→ **DATA SUPPLIED**
┌──

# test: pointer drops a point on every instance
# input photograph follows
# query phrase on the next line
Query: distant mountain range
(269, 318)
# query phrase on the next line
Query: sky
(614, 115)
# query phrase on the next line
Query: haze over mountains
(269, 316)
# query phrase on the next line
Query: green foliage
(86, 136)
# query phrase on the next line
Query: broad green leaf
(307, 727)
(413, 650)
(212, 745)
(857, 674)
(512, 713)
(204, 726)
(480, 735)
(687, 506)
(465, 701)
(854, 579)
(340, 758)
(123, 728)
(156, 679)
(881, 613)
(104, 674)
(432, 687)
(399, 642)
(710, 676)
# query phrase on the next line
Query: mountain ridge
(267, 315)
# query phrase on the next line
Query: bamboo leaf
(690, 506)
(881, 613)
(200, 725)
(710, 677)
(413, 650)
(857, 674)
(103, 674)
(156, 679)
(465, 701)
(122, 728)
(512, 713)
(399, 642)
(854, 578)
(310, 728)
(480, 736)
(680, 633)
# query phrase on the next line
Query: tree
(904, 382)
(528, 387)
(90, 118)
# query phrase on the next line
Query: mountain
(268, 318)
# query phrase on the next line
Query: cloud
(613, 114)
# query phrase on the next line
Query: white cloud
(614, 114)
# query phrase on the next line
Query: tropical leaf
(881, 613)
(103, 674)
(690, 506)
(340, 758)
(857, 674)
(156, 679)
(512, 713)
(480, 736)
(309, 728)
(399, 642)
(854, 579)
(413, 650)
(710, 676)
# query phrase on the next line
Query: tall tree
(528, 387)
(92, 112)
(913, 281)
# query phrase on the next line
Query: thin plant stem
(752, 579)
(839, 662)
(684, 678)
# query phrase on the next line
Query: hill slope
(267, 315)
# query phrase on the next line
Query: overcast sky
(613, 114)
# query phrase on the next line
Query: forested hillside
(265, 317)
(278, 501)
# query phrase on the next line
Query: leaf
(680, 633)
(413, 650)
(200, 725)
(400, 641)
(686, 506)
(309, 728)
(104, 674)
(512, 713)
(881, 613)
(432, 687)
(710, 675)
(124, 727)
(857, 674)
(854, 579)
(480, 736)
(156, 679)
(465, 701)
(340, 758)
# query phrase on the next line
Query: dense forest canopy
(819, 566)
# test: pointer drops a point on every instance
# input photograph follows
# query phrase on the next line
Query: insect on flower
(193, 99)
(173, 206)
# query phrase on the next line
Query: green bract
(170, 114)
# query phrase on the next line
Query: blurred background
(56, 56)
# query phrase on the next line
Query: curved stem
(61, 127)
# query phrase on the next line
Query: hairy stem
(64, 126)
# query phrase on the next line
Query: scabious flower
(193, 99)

└──

→ **WORK TO BE COMPLETED**
Set down, unchanged, the line that contains "Query: hairy stem" together with every later line in the records, through the last one.

→ **YOUR RESPONSE**
Query: hairy stem
(64, 126)
# query phrase on the next line
Query: scabious flower
(193, 99)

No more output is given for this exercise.